[RAW DATA start]

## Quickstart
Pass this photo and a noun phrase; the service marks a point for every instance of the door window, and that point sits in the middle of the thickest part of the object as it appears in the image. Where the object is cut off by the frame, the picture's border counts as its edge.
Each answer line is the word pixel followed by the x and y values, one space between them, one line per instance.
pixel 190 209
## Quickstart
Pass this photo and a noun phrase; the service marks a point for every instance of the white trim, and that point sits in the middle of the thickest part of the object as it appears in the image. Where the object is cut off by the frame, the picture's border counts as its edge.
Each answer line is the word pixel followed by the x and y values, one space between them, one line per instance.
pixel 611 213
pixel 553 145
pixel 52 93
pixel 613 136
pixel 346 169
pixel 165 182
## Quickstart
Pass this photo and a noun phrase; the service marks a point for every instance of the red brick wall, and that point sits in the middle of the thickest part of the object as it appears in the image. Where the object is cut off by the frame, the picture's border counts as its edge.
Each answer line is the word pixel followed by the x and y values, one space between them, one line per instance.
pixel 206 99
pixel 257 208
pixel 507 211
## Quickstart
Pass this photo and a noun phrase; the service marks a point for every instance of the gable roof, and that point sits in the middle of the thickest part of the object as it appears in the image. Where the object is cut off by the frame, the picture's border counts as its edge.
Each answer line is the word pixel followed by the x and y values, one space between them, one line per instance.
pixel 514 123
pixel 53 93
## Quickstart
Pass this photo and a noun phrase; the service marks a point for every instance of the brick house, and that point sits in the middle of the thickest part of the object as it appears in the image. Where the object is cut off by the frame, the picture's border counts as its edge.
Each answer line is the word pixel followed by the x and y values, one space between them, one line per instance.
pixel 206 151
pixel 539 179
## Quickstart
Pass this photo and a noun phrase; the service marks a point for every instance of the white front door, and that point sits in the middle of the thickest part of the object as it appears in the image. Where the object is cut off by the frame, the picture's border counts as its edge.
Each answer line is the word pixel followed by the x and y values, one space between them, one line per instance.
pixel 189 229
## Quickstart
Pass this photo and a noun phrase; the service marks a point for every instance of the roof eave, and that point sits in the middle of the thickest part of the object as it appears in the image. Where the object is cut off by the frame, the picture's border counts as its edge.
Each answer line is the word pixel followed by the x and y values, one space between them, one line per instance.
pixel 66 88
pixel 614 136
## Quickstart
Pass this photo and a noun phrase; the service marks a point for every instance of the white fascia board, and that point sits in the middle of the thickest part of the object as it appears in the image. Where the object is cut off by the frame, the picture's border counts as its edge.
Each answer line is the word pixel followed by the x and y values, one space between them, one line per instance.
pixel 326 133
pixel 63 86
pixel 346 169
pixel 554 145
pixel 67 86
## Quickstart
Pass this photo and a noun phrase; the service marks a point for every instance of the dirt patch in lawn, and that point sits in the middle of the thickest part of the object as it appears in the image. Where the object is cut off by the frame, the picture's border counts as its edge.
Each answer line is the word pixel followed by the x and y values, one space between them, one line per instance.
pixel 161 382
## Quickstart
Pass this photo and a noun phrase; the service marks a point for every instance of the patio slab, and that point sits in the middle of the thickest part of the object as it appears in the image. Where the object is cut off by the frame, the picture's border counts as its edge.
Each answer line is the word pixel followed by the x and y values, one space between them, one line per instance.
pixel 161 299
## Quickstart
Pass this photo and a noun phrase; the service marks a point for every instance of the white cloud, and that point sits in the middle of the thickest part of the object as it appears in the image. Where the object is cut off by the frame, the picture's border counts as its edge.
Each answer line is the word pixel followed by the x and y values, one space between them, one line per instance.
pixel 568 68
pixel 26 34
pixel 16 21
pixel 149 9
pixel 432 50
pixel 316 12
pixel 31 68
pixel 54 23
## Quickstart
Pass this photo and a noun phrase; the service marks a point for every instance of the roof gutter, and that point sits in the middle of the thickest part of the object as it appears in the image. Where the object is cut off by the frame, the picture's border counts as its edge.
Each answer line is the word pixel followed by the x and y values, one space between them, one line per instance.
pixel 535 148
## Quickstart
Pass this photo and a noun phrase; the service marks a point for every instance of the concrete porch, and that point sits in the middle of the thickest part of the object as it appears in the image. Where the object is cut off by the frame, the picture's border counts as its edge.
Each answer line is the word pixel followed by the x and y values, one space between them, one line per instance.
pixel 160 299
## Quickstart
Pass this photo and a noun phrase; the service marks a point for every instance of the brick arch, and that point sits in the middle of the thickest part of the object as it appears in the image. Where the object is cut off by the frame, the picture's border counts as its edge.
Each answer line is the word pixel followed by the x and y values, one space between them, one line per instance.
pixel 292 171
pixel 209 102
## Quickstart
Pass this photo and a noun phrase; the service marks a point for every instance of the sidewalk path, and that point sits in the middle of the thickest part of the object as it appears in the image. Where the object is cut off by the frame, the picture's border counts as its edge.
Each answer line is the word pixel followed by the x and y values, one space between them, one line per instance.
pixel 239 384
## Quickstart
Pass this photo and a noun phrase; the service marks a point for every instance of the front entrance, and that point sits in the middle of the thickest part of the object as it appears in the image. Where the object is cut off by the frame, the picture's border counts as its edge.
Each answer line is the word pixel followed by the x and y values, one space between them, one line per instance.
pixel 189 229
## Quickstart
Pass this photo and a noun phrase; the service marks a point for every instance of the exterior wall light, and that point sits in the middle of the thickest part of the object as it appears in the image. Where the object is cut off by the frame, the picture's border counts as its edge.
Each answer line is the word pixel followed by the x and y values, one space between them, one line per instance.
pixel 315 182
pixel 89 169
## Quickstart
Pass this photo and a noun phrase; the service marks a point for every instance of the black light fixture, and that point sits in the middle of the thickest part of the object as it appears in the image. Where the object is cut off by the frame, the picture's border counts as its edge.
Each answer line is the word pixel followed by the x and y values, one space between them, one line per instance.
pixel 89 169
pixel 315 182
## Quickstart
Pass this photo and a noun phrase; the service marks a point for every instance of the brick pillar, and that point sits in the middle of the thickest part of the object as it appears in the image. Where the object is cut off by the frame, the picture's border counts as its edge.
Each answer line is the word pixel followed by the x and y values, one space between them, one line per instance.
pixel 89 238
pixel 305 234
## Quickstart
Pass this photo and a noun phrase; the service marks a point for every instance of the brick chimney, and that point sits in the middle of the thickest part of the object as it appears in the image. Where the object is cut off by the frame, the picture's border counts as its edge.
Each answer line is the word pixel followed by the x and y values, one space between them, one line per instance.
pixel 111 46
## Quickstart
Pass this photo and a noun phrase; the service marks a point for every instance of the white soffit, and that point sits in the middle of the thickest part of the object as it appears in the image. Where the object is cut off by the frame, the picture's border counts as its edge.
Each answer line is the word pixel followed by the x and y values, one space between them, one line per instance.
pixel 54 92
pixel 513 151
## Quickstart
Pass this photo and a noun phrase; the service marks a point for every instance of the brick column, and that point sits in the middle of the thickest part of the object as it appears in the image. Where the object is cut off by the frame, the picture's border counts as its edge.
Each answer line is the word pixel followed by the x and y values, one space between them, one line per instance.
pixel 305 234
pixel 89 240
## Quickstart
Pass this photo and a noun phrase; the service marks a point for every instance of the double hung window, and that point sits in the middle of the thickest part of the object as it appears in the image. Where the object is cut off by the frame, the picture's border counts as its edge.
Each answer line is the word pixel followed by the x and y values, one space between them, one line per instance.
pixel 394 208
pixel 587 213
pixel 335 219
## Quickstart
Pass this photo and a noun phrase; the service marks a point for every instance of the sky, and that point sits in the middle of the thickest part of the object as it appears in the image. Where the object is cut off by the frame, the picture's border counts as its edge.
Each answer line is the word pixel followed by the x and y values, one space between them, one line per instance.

[RAW DATA end]

• _STATED EXERCISE_:
Return every line of the entries above that contains the word "window".

• _RESULT_:
Pass this photo and a noun phrase; the service marks a point for every instance of the door window, and that point sits in the middle of the thickest part of the object as it appears in the image. Where the object is cut off by the frame, the picture's border counts as its edge.
Pass this photo and a noun phrase; the service marks a point for every instance of the double hung window, and that point sits in the middle of the thickest part of the object as it appears in the image. Where the object is cut off by the frame, the picture's border counts as its edge.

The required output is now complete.